• [Problem statement]: Only the lines from the start of the entries through the line with "260L581 305L563 323L558" are wanted; please output them exactly.

═════ Data for analysis ═════

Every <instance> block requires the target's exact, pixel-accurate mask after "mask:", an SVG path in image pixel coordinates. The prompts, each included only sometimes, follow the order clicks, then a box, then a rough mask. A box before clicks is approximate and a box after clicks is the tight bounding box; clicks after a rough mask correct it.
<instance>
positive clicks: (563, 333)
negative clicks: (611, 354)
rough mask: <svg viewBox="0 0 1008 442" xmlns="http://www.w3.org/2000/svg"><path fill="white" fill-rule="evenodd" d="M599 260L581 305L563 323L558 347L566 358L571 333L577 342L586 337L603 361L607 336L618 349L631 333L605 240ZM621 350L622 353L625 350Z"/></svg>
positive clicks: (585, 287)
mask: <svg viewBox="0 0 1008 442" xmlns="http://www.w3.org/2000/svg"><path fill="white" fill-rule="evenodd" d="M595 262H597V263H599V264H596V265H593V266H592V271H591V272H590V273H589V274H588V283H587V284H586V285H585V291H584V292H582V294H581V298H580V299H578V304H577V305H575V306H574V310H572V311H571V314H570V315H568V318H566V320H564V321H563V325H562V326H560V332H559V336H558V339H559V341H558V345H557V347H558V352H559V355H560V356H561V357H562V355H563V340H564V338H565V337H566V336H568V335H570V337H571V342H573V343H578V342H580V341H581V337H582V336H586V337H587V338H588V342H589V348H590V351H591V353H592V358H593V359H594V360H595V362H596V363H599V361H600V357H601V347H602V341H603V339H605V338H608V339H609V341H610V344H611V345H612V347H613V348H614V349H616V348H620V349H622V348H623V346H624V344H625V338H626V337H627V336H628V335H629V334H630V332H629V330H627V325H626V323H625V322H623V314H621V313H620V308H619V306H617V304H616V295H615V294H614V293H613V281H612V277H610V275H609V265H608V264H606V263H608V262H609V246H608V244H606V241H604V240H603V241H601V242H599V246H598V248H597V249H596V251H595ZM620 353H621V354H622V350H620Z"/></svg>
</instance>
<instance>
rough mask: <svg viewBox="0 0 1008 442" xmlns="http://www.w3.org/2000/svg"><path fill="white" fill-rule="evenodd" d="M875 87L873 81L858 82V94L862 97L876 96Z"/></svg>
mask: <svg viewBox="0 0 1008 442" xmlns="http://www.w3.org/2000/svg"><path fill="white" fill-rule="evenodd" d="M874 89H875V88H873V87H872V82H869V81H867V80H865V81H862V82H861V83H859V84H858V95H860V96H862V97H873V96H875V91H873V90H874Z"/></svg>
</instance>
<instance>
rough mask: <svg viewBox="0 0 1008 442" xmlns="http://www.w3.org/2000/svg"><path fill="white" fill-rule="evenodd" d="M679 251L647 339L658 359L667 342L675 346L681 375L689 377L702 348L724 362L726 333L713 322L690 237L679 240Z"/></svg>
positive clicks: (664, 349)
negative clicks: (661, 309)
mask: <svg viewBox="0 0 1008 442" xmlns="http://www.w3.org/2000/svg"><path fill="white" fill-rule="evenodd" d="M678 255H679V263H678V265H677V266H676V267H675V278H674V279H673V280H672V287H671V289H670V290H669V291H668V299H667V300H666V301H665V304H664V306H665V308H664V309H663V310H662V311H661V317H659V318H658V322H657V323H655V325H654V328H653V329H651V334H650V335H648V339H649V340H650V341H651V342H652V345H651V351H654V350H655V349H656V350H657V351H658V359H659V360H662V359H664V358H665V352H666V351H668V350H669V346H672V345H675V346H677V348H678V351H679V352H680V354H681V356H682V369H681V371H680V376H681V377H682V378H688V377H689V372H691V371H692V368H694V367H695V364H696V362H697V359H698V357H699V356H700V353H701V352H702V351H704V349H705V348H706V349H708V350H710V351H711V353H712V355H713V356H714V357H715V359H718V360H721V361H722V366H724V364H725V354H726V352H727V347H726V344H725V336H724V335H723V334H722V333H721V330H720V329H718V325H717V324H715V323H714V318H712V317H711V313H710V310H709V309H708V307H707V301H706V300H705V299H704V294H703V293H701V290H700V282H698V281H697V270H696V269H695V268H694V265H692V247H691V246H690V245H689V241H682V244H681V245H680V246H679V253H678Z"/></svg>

═════

• [Final answer]:
Every <instance> block requires the target's exact, pixel-accurate mask after "mask:", an SVG path in image pixel coordinates. The prompts, each included only sometimes, follow the order clicks, then a box, then a rough mask. A box before clicks is approximate and a box after clicks is the tight bounding box; clicks after a rough mask correct it.
<instance>
positive clicks: (563, 333)
negative clicks: (611, 354)
rough mask: <svg viewBox="0 0 1008 442" xmlns="http://www.w3.org/2000/svg"><path fill="white" fill-rule="evenodd" d="M599 260L581 305L563 323L558 347L566 358L571 333L577 342L586 337L603 361L607 336L618 349L631 333L605 240ZM621 350L622 353L625 350Z"/></svg>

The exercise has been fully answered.